Exercise description:
Scan the entries below and count the lines holding the string "white". Supply only the number.

Source records:
══════════
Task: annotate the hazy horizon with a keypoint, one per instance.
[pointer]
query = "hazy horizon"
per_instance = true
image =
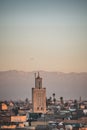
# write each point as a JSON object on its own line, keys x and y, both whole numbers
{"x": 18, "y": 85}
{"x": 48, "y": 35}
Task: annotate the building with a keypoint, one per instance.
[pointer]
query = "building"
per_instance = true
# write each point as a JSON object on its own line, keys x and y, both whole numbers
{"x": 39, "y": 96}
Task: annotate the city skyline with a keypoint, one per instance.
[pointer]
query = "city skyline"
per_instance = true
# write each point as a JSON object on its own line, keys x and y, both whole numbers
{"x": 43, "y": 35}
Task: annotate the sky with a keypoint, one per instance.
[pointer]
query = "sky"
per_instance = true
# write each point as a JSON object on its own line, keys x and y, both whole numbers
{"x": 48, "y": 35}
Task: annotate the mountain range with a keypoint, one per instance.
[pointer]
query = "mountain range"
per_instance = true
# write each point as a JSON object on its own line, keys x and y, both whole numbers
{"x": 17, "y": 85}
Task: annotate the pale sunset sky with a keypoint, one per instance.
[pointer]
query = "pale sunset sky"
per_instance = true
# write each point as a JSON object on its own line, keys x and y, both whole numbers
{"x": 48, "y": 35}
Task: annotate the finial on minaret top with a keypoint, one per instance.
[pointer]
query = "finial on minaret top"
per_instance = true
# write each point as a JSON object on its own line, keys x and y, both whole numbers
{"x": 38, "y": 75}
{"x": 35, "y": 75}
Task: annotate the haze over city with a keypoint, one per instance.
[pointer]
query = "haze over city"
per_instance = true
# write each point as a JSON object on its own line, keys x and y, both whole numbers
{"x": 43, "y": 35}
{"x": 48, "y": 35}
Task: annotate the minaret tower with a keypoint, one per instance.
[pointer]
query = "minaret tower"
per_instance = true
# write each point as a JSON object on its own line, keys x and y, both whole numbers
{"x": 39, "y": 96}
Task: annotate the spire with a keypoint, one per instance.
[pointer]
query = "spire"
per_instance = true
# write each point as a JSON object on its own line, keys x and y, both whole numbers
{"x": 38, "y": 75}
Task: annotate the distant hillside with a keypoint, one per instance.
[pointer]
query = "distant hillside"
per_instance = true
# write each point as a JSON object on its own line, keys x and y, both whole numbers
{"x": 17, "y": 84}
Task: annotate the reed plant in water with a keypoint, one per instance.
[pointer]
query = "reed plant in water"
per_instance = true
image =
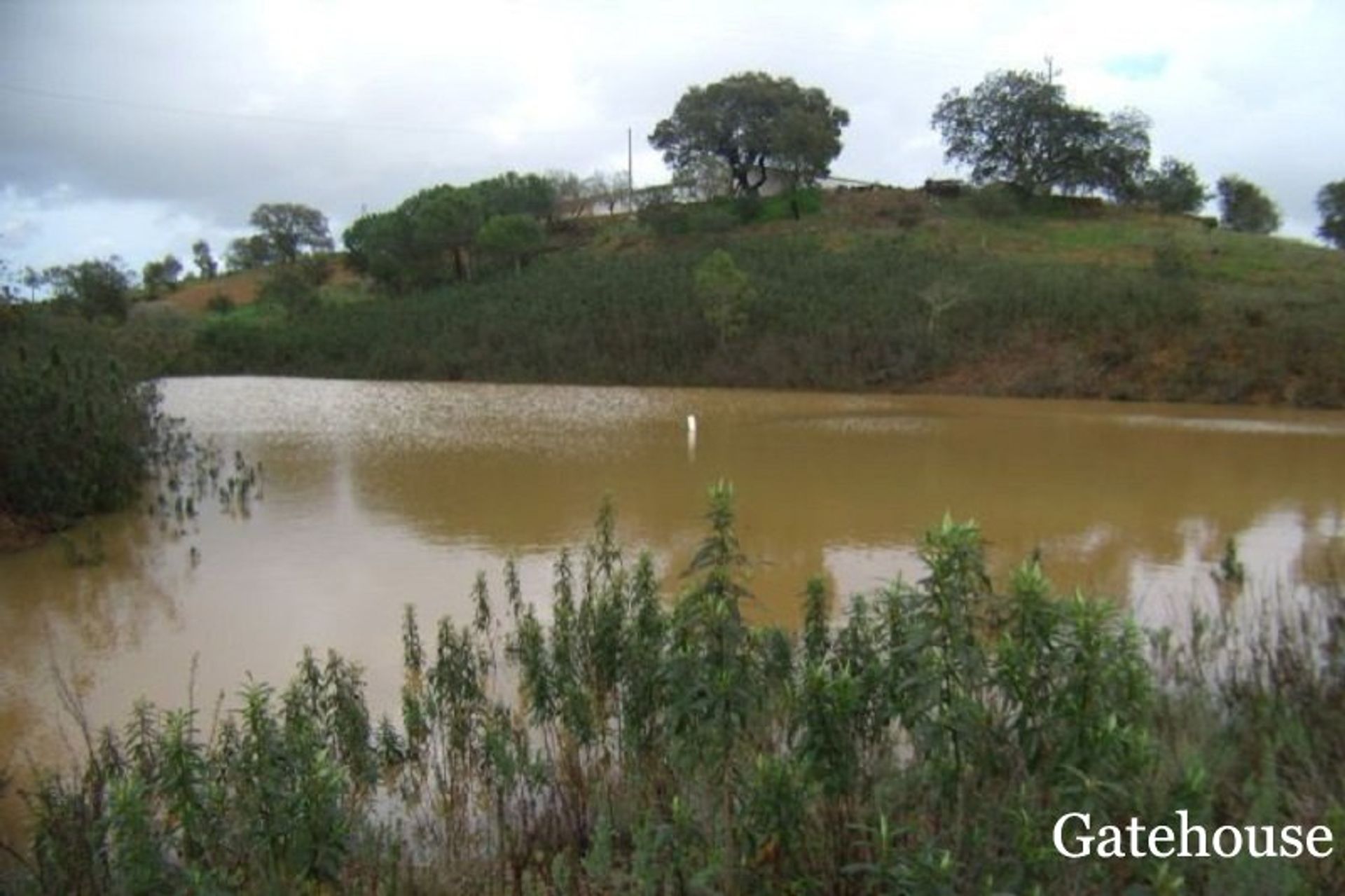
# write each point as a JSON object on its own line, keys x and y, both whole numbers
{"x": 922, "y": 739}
══════════
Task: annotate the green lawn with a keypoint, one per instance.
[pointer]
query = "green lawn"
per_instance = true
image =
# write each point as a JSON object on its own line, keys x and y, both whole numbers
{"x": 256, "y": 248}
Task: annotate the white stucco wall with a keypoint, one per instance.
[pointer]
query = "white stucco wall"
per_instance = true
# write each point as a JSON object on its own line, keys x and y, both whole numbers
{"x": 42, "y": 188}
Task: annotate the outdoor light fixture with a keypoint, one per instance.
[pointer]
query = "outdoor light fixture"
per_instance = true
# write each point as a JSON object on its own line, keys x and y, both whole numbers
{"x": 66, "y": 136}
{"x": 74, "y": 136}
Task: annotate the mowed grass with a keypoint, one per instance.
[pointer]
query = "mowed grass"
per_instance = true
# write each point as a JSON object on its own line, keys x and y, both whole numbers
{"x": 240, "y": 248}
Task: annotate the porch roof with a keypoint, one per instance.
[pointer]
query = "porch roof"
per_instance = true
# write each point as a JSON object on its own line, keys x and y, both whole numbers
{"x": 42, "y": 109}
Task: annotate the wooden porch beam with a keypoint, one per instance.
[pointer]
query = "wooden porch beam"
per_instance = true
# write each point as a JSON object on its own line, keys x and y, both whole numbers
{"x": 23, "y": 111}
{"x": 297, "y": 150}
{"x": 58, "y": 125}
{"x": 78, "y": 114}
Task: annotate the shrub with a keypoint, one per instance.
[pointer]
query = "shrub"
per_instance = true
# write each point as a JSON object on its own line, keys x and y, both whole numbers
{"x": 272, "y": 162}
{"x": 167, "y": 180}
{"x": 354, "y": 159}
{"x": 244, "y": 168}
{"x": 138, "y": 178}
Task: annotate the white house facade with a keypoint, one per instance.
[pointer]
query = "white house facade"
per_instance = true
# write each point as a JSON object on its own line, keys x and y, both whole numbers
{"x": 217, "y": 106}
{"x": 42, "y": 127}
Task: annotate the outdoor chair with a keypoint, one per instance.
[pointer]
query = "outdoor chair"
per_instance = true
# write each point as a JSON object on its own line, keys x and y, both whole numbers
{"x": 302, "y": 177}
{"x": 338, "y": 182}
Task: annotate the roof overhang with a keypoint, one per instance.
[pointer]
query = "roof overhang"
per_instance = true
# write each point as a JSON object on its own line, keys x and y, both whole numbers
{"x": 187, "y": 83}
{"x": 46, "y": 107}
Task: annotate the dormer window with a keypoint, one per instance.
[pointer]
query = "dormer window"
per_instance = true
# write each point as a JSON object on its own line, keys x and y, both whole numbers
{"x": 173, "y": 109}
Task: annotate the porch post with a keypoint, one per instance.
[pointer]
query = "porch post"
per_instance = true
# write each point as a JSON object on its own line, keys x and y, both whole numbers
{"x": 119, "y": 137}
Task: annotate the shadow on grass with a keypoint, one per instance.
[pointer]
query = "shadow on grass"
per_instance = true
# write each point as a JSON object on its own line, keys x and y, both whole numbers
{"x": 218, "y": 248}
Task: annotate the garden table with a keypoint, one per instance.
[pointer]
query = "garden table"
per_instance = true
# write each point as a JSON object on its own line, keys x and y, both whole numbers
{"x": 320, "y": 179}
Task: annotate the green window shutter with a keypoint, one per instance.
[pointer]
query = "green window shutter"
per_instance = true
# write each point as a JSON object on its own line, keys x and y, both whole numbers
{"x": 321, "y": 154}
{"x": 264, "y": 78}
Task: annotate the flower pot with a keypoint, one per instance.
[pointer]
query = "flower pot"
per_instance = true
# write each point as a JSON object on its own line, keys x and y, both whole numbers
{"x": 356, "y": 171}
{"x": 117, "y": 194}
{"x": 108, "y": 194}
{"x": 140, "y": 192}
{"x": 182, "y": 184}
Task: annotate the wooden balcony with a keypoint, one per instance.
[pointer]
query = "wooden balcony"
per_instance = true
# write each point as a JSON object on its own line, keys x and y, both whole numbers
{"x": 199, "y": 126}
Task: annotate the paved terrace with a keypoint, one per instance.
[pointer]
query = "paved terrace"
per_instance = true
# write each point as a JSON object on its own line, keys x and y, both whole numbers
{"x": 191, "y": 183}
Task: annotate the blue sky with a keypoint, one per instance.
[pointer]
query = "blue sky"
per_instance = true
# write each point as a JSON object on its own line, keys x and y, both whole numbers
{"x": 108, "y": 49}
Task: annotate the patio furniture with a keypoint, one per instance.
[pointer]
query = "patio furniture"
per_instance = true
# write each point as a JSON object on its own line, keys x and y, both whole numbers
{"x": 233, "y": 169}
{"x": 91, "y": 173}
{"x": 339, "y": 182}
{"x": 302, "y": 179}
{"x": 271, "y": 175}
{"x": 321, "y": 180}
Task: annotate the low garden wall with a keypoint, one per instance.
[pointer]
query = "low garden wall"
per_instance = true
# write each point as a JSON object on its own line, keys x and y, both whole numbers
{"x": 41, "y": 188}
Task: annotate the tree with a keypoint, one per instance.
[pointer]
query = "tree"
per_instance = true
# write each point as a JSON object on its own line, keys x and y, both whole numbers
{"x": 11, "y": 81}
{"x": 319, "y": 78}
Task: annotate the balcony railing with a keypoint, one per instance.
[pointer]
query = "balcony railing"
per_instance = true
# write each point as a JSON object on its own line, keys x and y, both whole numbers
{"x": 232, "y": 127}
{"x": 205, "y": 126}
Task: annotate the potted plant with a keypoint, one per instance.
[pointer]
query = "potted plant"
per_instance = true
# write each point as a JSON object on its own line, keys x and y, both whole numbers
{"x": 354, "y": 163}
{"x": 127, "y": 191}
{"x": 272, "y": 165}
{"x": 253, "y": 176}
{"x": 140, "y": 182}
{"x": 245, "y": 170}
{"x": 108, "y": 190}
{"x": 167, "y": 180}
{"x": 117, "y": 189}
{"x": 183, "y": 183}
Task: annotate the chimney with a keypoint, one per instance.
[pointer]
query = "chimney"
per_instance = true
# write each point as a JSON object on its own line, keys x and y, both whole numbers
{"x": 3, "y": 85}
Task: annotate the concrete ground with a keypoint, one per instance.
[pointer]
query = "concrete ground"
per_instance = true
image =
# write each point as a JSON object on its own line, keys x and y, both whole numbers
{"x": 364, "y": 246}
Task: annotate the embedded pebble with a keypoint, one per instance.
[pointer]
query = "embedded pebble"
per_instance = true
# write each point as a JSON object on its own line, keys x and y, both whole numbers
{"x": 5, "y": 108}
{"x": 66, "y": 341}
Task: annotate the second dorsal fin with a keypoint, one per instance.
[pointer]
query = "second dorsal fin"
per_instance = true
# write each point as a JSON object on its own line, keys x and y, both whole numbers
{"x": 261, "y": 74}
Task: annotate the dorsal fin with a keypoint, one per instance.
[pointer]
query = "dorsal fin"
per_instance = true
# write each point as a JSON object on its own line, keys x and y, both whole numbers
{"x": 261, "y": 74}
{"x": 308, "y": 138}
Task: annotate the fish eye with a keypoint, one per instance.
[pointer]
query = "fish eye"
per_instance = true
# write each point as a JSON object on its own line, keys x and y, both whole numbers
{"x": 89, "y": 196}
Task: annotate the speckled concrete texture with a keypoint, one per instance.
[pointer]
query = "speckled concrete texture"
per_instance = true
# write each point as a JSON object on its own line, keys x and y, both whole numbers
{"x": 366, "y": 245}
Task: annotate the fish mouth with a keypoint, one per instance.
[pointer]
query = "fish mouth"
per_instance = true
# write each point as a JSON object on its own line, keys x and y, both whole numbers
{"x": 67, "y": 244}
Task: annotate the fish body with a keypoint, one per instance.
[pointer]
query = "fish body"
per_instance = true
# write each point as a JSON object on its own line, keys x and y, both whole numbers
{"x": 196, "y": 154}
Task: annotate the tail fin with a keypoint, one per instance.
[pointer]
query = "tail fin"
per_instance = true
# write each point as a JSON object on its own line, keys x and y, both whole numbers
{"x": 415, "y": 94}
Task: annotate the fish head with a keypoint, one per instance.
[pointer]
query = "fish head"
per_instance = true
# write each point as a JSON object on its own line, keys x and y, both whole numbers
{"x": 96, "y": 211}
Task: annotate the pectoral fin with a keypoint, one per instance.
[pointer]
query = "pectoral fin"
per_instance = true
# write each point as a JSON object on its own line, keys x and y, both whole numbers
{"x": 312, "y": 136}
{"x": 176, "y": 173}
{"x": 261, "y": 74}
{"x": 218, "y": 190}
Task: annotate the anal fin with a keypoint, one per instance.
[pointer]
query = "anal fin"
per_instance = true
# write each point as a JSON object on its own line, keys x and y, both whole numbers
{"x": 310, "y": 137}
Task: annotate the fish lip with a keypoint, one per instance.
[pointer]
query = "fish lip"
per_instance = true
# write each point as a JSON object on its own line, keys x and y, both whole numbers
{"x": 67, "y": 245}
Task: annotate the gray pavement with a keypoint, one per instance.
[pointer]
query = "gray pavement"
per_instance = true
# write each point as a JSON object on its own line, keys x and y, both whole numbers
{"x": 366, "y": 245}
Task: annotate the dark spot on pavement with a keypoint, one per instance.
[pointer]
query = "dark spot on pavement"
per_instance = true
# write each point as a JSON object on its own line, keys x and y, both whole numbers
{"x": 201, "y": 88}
══════════
Exercise solution:
4